*Instructions to follow*
Work through the records below, line by line, and say how many lines include "water", with nothing else.

-- Input records follows --

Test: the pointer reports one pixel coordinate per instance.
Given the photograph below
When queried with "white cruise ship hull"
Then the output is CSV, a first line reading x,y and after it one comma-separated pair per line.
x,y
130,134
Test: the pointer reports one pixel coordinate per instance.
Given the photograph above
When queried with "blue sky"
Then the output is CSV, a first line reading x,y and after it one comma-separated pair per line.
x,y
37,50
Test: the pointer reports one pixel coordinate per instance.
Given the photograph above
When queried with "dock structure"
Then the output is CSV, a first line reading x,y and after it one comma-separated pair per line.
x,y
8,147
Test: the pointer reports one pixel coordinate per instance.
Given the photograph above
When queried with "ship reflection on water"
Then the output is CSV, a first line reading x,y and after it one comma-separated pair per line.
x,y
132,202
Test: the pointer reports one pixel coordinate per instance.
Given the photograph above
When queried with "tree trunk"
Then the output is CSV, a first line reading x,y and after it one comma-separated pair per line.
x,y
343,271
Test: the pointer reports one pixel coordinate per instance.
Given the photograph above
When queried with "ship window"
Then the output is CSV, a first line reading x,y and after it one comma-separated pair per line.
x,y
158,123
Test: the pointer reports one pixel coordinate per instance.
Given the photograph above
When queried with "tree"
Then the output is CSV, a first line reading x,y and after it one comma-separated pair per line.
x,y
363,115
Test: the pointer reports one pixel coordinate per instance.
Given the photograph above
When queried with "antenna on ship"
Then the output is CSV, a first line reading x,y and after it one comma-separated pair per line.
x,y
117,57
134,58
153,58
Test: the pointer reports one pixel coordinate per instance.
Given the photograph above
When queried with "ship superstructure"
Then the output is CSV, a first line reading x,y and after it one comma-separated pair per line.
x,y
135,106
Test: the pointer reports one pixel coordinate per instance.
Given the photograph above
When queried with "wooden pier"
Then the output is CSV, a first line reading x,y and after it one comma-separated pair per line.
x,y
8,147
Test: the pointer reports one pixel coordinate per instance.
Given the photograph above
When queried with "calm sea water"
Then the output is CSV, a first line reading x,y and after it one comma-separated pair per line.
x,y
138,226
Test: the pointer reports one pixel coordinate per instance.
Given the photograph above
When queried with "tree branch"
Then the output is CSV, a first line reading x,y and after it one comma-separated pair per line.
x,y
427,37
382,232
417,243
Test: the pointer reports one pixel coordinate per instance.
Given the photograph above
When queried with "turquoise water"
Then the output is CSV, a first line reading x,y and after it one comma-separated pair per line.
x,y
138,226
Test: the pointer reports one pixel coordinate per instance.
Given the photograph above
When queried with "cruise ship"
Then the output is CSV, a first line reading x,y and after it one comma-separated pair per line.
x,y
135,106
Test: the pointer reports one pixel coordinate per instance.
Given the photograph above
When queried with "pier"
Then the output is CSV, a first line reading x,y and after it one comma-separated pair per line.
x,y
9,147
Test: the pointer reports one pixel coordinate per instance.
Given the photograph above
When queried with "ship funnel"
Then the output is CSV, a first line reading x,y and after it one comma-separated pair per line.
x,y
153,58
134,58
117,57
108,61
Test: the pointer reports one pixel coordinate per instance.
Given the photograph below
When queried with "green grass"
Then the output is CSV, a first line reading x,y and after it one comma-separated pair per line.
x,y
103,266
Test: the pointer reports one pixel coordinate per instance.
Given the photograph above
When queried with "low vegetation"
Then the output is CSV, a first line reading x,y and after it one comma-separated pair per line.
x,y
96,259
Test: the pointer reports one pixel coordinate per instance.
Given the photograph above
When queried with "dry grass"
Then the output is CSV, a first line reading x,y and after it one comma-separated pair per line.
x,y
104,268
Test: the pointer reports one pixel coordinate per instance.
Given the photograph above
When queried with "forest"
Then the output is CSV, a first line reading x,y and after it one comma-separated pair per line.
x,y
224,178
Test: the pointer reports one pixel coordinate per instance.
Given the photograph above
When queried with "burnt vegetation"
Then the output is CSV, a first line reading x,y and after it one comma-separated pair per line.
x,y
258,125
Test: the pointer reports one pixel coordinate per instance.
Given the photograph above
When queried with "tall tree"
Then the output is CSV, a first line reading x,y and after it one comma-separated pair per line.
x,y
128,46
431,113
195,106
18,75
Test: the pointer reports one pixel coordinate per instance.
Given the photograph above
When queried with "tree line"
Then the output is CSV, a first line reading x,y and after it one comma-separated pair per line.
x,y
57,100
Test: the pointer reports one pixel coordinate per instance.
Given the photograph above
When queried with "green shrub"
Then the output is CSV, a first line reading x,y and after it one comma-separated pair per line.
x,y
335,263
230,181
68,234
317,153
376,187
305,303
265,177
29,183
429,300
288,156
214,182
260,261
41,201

-- Input records concluded --

*Task solution*
3